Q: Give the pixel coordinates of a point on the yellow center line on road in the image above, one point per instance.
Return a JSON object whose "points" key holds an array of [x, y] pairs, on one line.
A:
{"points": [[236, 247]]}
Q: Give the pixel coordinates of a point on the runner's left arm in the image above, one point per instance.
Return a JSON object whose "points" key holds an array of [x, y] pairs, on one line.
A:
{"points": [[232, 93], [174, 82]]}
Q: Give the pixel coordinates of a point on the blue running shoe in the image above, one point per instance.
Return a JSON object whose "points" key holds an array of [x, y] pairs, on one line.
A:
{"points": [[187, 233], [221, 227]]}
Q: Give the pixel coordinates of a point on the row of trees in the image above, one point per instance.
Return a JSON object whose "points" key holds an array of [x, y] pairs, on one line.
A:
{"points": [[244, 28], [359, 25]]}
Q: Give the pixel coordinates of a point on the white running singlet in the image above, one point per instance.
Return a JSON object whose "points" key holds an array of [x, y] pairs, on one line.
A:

━━━━━━━━

**GIVEN TASK:**
Please rewrite all the items above, replacing "one point per instance" with "one point for each instance" and leaving everything else unchanged.

**PROBLEM SOLUTION:**
Q: Give the pixel coordinates of a point on the yellow center line on road in the image above, one point for each instance.
Return a JSON object whose "points" key holds an array of [x, y] pairs, on one line.
A:
{"points": [[236, 247]]}
Q: Give the pixel coordinates of a point on the runner's left arm in the image above, one point for each instance.
Return a JSON object whose "points" key holds an array of [x, y] pairs, on one line.
A:
{"points": [[232, 93], [174, 82]]}
Q: Give the pixel coordinates of a point on the blue running shoe in the image above, one point for each instance.
Return a JSON object whose "points" key holds an array of [x, y] pairs, on one line.
A:
{"points": [[187, 233], [221, 227]]}
Q: Give the pixel coordinates of a point on the row of trees in the image above, one point for each instance.
Return a JSON object whose "points" key holds an array of [x, y] pairs, on one line.
A:
{"points": [[244, 28], [359, 25]]}
Q: Give the pixel coordinates of a point on the white running singlet in the image above, one point for each instance.
Return a JSON object whose "points" key holds an array of [x, y] pairs, on one line.
A:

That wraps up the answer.